Detection examples
-=-=-
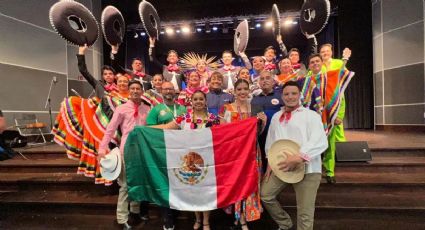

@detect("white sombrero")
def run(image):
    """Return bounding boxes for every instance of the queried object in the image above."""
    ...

[267,139,305,184]
[100,148,122,181]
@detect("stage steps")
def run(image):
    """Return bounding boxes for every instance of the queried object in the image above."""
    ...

[0,148,425,230]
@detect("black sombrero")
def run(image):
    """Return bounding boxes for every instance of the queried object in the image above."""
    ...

[271,4,280,37]
[49,0,99,46]
[139,1,161,39]
[300,0,331,36]
[100,6,125,45]
[233,19,249,55]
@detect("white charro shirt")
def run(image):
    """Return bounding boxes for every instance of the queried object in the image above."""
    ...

[265,107,328,174]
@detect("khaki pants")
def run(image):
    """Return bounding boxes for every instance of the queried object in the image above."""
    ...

[261,173,322,230]
[117,163,140,224]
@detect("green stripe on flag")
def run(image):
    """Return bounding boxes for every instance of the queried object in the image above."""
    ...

[124,126,169,207]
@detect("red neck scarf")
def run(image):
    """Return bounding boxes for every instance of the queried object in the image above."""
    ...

[133,102,139,118]
[279,105,300,124]
[105,83,118,92]
[223,65,235,71]
[264,63,276,71]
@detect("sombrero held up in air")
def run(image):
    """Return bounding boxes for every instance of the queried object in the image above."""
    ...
-=-=-
# REQUIREMENT:
Reproduce every line of the rows above without any changes, leaving out the pictures.

# ANSWER TO THE EXERCISE:
@detect("white sombrero")
def run(image):
    """Return bounding boxes for every instance of the queried object in the image above."""
    ...

[267,139,305,184]
[100,148,122,181]
@detect("stage steps")
def run(image):
    """Return bounding boxes for every instance of the queried object in the image above."""
    ...

[0,148,425,230]
@detect("black sombrero")
def run(image):
    """Return bounding boxes for every instance of the queried object in the image above."""
    ...

[271,4,280,37]
[49,0,99,46]
[139,1,161,39]
[300,0,331,36]
[100,6,125,45]
[233,19,249,55]
@detect("white charro shirt")
def run(image):
    """Return bounding boxes for every instance of the queried object in the image above."""
    ...

[265,107,328,174]
@detect("khaki pants")
def run(image):
    """Return bounding boxes for every instance of the queried object in the image above."""
    ...

[261,173,322,230]
[117,163,140,224]
@detect("green stripe on flag")
def run(image):
    """Return bounding boxes for every instance of the queried object in the image above."""
    ...

[124,126,169,207]
@detect("red neck scarf")
def run(image):
    """Return bounding boxes for every instance of the queried object in the image above."""
    ...

[133,102,139,118]
[279,105,300,124]
[105,83,118,92]
[223,65,235,71]
[264,63,276,71]
@detect("sombrero held up in air")
def run(image):
    """Return bounding boxes for every instance of the queried object in the image above."""
    ...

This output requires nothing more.